• _Challenge_:
Copy every record word for word.

[Data listing]
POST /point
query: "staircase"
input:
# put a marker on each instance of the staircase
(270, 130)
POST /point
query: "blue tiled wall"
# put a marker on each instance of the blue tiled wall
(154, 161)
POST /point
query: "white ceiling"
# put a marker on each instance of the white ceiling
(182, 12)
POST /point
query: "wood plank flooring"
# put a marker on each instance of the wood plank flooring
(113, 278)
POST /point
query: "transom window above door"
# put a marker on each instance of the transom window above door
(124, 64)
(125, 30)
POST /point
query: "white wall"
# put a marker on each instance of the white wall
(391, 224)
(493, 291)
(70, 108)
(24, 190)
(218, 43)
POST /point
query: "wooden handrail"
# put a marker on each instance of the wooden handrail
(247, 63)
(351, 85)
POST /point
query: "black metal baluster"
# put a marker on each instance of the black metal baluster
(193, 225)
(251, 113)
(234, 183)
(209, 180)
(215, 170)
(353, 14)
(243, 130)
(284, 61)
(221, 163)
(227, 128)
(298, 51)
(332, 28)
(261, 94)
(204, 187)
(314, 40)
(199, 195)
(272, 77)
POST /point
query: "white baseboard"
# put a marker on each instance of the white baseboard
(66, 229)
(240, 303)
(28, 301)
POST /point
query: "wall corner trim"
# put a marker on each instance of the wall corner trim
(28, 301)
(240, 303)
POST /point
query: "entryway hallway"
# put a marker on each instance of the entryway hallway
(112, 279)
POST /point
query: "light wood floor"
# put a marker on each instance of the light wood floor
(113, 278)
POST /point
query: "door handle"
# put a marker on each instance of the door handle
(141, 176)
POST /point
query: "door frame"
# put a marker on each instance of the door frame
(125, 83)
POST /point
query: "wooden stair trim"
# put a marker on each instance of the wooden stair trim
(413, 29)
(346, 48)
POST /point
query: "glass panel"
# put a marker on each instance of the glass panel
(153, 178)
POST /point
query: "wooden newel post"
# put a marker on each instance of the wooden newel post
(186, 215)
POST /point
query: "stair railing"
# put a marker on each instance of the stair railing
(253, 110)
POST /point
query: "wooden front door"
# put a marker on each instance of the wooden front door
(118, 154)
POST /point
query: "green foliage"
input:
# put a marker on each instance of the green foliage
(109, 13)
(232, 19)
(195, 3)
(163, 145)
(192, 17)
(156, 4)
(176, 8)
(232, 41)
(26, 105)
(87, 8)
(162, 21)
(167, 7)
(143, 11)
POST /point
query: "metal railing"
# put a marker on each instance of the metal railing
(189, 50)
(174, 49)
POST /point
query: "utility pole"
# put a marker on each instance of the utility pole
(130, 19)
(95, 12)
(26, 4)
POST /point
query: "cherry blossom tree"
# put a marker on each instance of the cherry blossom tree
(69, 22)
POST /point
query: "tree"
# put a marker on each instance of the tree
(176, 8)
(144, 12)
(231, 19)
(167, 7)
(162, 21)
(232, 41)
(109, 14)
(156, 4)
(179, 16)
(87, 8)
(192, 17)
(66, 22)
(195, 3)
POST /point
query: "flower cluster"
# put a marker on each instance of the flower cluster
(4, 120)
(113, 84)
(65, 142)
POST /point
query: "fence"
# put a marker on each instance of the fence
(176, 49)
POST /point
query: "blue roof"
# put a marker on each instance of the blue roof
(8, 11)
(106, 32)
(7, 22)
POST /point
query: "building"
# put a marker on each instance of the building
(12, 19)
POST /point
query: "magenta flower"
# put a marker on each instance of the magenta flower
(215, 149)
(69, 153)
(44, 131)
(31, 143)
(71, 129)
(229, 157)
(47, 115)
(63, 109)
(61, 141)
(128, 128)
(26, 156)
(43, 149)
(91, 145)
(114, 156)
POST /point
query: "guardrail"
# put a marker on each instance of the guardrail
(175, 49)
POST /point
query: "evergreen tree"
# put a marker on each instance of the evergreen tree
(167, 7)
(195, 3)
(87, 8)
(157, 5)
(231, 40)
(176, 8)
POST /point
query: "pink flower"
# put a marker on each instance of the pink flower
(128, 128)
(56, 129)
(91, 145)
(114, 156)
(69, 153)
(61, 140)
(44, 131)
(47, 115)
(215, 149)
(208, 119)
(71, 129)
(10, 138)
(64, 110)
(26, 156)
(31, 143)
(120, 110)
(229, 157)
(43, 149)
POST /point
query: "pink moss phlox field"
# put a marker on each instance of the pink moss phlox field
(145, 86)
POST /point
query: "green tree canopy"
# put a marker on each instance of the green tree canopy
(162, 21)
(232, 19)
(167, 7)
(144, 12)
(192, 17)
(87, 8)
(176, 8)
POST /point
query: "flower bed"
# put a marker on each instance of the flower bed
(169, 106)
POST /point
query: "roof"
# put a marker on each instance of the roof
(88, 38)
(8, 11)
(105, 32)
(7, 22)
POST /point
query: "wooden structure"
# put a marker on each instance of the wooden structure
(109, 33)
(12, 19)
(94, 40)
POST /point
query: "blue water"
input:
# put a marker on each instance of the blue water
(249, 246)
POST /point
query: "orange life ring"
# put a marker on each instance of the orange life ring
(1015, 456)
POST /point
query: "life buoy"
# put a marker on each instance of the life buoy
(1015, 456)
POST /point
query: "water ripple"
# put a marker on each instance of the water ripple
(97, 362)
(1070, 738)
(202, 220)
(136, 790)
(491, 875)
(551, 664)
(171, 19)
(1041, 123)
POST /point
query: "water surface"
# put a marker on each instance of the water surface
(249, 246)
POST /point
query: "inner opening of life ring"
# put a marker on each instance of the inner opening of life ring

• _Exercise response_:
POST /point
query: "staircase"
input:
# put a marker on each instance of the staircase
(270, 130)
POST /point
query: "blue tiled wall"
# put a marker on each instance of the blue tiled wall
(154, 161)
POST /point
query: "white ceiling"
# put a marker on each instance of the white ceiling
(182, 12)
POST /point
query: "wood plank flooring"
# put a marker on each instance of the wood plank flooring
(113, 278)
POST /point
query: "transom window above door"
# put a marker on each instance of the transom window above door
(124, 64)
(125, 30)
POST /point
query: "white wall"
# put a marker on each instance of the white wall
(391, 224)
(493, 291)
(70, 108)
(24, 190)
(218, 43)
POST /point
query: "wooden handrail"
# put a marker on each instance of the wooden handrail
(247, 63)
(351, 85)
POST /point
query: "black metal baluster"
# put a marker on each instance of the black metal baluster
(193, 225)
(251, 113)
(234, 183)
(209, 180)
(215, 170)
(353, 14)
(243, 130)
(284, 61)
(221, 163)
(227, 128)
(298, 51)
(332, 28)
(261, 94)
(204, 187)
(314, 40)
(199, 195)
(272, 77)
POST /point
query: "white baseboard"
# put a marker on each instance of the white baseboard
(66, 229)
(240, 303)
(28, 301)
POST /point
query: "wall corner trim"
# put a marker on each instance of the wall corner trim
(28, 301)
(240, 303)
POST /point
query: "entryway hallway"
# put a marker on each instance of the entryway hallway
(112, 279)
POST /point
query: "light wood floor"
# put a marker on each instance of the light wood floor
(113, 278)
POST /point
query: "door handle"
# put a marker on each instance of the door handle
(141, 176)
POST /point
query: "door frame"
# put a marker on each instance of the door frame
(125, 83)
POST /point
query: "wooden stair trim"
# put a marker on each instance of the wooden stair trim
(413, 29)
(346, 48)
POST /point
query: "glass panel"
# put a marker on each instance of the glass panel
(153, 178)
POST /point
query: "wooden newel post"
# put a marker on each instance of the wooden newel post
(186, 215)
POST /point
query: "stair railing"
# put a marker on each instance of the stair railing
(253, 110)
POST /point
query: "wooden front door"
# put a marker on each instance of the wooden front door
(118, 154)
POST /point
query: "green foliage"
input:
# put a marker on each instance of the green foliage
(109, 13)
(232, 19)
(195, 3)
(163, 145)
(192, 17)
(156, 4)
(176, 8)
(232, 41)
(26, 105)
(87, 8)
(162, 21)
(167, 7)
(143, 11)
POST /point
query: "metal railing"
# put a marker on each instance of the metal railing
(189, 50)
(174, 49)
POST /point
query: "utility pole"
# put a marker on each instance of the utility pole
(130, 19)
(95, 12)
(26, 4)
POST /point
query: "cherry blossom tree"
# put a marker on each instance of the cherry blossom tree
(69, 22)
POST /point
query: "tree"
# put a marker on each instance of the tree
(176, 8)
(144, 12)
(231, 19)
(167, 7)
(162, 21)
(232, 41)
(109, 14)
(156, 4)
(179, 16)
(87, 8)
(192, 17)
(66, 22)
(195, 3)
POST /point
query: "flower cluster"
# put a marker on each instance of the flower cluster
(4, 120)
(113, 84)
(65, 142)
POST /point
query: "fence"
# put a marker on each instance of the fence
(176, 49)
POST /point
query: "blue roof"
# put a marker on each instance of the blue roof
(8, 11)
(106, 32)
(7, 22)
POST /point
query: "building"
# put a marker on each instance of the building
(12, 19)
POST /point
query: "magenta flower"
# put a marker on each instance of the magenta flower
(215, 149)
(69, 153)
(44, 131)
(31, 143)
(71, 129)
(229, 157)
(47, 115)
(63, 109)
(61, 141)
(128, 128)
(26, 156)
(43, 149)
(91, 145)
(114, 156)
POST /point
query: "guardrail"
# put a marker on each instance of the guardrail
(175, 49)
POST /point
query: "evergreen tree"
# put a marker on each instance of the evergreen tree
(167, 7)
(195, 3)
(87, 8)
(157, 5)
(231, 40)
(176, 8)
POST /point
query: "pink flower"
# put a marker on each instance of the pink flower
(128, 128)
(56, 129)
(91, 145)
(114, 156)
(69, 153)
(61, 140)
(44, 131)
(47, 115)
(215, 149)
(208, 119)
(71, 129)
(10, 138)
(64, 110)
(26, 156)
(31, 143)
(120, 110)
(229, 157)
(43, 149)
POST /point
query: "pink moss phlox field"
# put a marker on each instance of the pink moss phlox field
(145, 86)
POST /point
query: "green tree canopy"
# put a marker on each instance of the green tree canopy
(162, 21)
(232, 19)
(167, 7)
(144, 12)
(192, 17)
(87, 8)
(176, 8)
POST /point
query: "flower bed"
# put a marker on each instance of the flower bed
(169, 106)
POST /point
query: "roof"
# put a marker on each instance of the roof
(88, 38)
(8, 11)
(105, 32)
(7, 22)
POST /point
query: "wooden structure"
# put a marker on each instance of the wooden structure
(109, 33)
(12, 19)
(94, 40)
POST /point
query: "blue water"
input:
# put a marker on each instance of the blue water
(249, 246)
POST /point
query: "orange life ring"
# put a marker on each instance of the orange life ring
(1015, 456)
POST /point
query: "life buoy"
# put a marker on each instance of the life buoy
(1015, 456)
POST /point
query: "water ripple"
# put a marker on each instance of the water ripple
(97, 362)
(1070, 738)
(202, 220)
(136, 790)
(491, 875)
(551, 664)
(171, 19)
(1041, 123)
POST /point
query: "water surface"
# put a marker on each instance of the water surface
(249, 246)
POST /point
query: "inner opening of life ring"
# put a marker on each instance of the inner opening of life ring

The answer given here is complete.